* _Work instruction_
From the first line to the last, give the records again exactly.

(Saved entries)
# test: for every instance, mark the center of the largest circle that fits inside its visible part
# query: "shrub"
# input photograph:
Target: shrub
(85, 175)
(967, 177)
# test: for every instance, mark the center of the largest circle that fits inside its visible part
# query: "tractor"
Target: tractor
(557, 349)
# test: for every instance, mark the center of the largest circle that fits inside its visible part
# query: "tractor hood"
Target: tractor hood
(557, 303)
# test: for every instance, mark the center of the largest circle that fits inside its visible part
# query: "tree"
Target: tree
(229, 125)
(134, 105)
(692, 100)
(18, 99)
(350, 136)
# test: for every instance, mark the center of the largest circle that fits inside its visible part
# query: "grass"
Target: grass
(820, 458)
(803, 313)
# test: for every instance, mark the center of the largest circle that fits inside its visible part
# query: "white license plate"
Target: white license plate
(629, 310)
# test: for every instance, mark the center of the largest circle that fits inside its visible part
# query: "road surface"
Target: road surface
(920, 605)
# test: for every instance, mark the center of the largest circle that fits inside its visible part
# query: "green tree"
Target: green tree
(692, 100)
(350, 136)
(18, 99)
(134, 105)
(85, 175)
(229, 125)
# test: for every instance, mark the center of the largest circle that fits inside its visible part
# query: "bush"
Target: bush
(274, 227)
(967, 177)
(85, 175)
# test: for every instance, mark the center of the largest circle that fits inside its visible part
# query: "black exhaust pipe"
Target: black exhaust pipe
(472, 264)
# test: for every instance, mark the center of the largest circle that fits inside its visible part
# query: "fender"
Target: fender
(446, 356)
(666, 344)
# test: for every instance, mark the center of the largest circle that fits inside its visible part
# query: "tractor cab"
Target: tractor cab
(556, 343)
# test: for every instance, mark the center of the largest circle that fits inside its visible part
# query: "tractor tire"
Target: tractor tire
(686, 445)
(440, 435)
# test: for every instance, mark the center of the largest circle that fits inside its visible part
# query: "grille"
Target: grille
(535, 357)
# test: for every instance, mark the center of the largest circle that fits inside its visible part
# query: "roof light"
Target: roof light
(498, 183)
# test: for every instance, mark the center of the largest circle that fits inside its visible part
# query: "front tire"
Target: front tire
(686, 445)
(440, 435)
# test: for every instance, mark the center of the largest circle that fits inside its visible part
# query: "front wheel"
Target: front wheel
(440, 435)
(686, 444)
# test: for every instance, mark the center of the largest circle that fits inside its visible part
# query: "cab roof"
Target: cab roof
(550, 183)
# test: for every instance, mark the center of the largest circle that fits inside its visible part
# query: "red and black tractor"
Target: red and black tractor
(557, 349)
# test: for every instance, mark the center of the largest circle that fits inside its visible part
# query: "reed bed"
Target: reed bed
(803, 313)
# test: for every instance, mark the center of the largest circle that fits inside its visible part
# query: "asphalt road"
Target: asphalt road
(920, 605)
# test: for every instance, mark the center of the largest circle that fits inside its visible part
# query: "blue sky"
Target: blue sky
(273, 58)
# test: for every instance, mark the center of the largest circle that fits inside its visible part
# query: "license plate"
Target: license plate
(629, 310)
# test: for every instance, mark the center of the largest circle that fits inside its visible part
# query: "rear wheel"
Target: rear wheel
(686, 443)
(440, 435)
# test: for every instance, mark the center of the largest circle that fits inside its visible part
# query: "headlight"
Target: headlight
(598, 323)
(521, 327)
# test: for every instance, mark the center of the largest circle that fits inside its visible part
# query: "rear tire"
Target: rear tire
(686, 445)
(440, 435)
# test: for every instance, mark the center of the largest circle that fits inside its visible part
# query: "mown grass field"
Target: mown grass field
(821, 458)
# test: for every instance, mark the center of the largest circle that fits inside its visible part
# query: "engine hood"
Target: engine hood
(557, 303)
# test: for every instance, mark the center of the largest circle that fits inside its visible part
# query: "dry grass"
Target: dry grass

* _Answer space_
# test: for every instance, mark the center of the largest circle that fits inside its visible part
# query: "shrub"
# input photograph:
Target: shrub
(85, 175)
(967, 177)
# test: for every instance, mark the center of the largest circle that fits inside its visible part
# query: "tractor"
Target: tractor
(557, 349)
# test: for every instance, mark the center of the largest circle that fits inside its visible part
# query: "tractor hood"
Target: tractor hood
(557, 303)
# test: for every instance, mark the center of the largest circle that fits inside its visible part
# query: "tree"
Target: tree
(229, 125)
(134, 105)
(692, 100)
(18, 99)
(350, 136)
# test: for every instance, mark the center of the largest circle that fits inside its visible part
# query: "grass"
Target: grass
(820, 458)
(803, 313)
# test: for every instance, mark the center of the largest circle that fits inside its visible part
# query: "white license plate"
Target: white license plate
(629, 310)
# test: for every instance, mark the center of the largest circle that fits inside its visible part
# query: "road surface"
Target: road surface
(920, 605)
# test: for every instance, mark the center of the largest circle that fits inside its visible part
# query: "green tree"
Target: green tree
(692, 100)
(350, 136)
(18, 99)
(134, 105)
(85, 175)
(229, 125)
# test: for every instance, mark the center of the largest circle that fits inside its visible part
# query: "bush"
Target: bush
(274, 227)
(967, 177)
(85, 175)
# test: for every instance, mark the center of the largest circle that fits inside its visible part
# query: "black exhaust pipe"
Target: black exhaust pipe
(472, 264)
# test: for every instance, mark the center of the largest circle that fits inside its visible part
# query: "fender"
Target: fender
(446, 356)
(666, 344)
# test: for every instance, mark the center of the largest circle that fits inside its visible part
# query: "tractor cab"
Target: tractor cab
(556, 343)
# test: for every instance, mark the center of the largest circle that fits inside its visible part
# query: "tractor tire"
Target: tractor tire
(686, 445)
(440, 435)
# test: for every instance, mark the center of the largest circle that fits inside its visible part
# query: "grille"
Target: grille
(535, 357)
# test: for every instance, mark the center of the largest circle that fits inside its visible part
# query: "roof light"
Target: roof light
(498, 183)
# test: for every instance, mark the center of the largest circle that fits inside its visible part
# query: "front tire"
Target: front tire
(686, 445)
(440, 435)
# test: for every instance, mark the center of the largest circle that fits inside its visible part
# query: "front wheel"
Target: front wheel
(440, 435)
(686, 444)
# test: for every instance, mark the center of the largest circle that fits inside its visible part
# query: "cab roof"
Target: cab roof
(550, 183)
# test: for every instance, mark the center of the largest circle that fits inside its visible part
# query: "red and black tractor"
Target: red and black tractor
(557, 349)
# test: for every instance, mark the center of the largest circle that fits inside its visible part
# query: "reed bed"
Target: reed bed
(803, 313)
# test: for every instance, mark the center of the largest circle that fits inside its visible part
# query: "asphalt road"
Target: asphalt road
(920, 605)
# test: for every instance, mark the center of the largest circle that fits inside its visible part
# query: "blue sky"
Target: blue sky
(273, 58)
# test: for every instance, mark the center of the largest circle that fits inside its visible part
# query: "license plate"
Target: license plate
(629, 310)
# test: for every instance, mark the center of the largest circle that fits inside its visible part
# query: "rear wheel"
Target: rear wheel
(686, 443)
(440, 435)
# test: for every instance, mark the center of the largest circle that fits inside its visible part
# query: "headlight"
Target: headlight
(598, 323)
(521, 327)
# test: for every instance, mark the center of the largest circle that fits inside its visible part
# query: "rear tire"
Target: rear tire
(686, 445)
(440, 435)
# test: for every instance, mark the center of the largest circle that fits inside its visible part
# query: "mown grass field"
Target: mown grass field
(821, 458)
# test: for every instance, mark the center of the largest circle that fits inside its visible part
# query: "engine hood"
Target: engine hood
(557, 303)
# test: for every instance, mark the center of the largest circle that fits inside its visible part
# query: "dry grass"
Target: dry grass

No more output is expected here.